- GOAL OF THE EXERCISE
Give back, word for word, the lines in the listing below from the one holding "In this exercise you will indicate the concrete curb" down to the one holding "In this exercise you will indicate the sloped", both ends included.
== Segment start ==
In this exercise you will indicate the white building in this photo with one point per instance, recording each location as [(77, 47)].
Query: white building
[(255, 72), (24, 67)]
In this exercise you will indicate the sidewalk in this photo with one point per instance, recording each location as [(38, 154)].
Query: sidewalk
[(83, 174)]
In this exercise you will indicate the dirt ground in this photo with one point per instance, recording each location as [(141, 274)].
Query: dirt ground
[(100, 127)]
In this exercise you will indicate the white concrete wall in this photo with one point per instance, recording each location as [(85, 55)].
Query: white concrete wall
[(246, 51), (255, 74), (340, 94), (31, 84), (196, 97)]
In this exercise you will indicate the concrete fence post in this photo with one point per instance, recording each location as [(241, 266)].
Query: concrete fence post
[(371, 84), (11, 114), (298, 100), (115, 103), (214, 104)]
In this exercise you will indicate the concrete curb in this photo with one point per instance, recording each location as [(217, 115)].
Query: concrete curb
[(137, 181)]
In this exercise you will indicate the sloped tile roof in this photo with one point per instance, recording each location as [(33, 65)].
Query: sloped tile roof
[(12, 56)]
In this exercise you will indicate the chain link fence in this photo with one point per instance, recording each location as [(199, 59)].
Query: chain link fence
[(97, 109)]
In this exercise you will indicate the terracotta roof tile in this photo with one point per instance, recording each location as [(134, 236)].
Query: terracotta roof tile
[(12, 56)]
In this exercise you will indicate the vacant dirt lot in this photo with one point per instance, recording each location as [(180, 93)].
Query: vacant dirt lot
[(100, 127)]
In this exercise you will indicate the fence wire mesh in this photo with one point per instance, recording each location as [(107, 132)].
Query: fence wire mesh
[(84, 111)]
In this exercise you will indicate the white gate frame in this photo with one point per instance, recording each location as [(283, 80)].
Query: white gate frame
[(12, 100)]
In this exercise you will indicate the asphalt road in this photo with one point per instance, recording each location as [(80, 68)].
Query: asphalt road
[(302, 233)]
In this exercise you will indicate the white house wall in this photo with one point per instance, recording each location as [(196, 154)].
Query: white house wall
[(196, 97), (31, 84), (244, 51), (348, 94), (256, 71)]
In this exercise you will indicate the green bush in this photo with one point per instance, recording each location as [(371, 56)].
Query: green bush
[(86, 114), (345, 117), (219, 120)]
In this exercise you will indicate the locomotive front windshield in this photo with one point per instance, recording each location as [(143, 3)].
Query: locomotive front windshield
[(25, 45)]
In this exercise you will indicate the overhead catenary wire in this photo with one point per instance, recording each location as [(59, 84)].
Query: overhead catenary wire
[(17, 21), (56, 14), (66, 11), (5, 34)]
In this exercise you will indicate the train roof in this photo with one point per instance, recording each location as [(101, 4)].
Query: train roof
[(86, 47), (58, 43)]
== Segment end ==
- FINISHED EXERCISE
In this exercise you will indicate the concrete curb in this photo with one point per instance, recording each location as [(217, 115)].
Query: concrete curb
[(137, 181)]
In this exercise you will indicate the sloped tile roof in this photo with one point per instance, recording each location as [(33, 65)].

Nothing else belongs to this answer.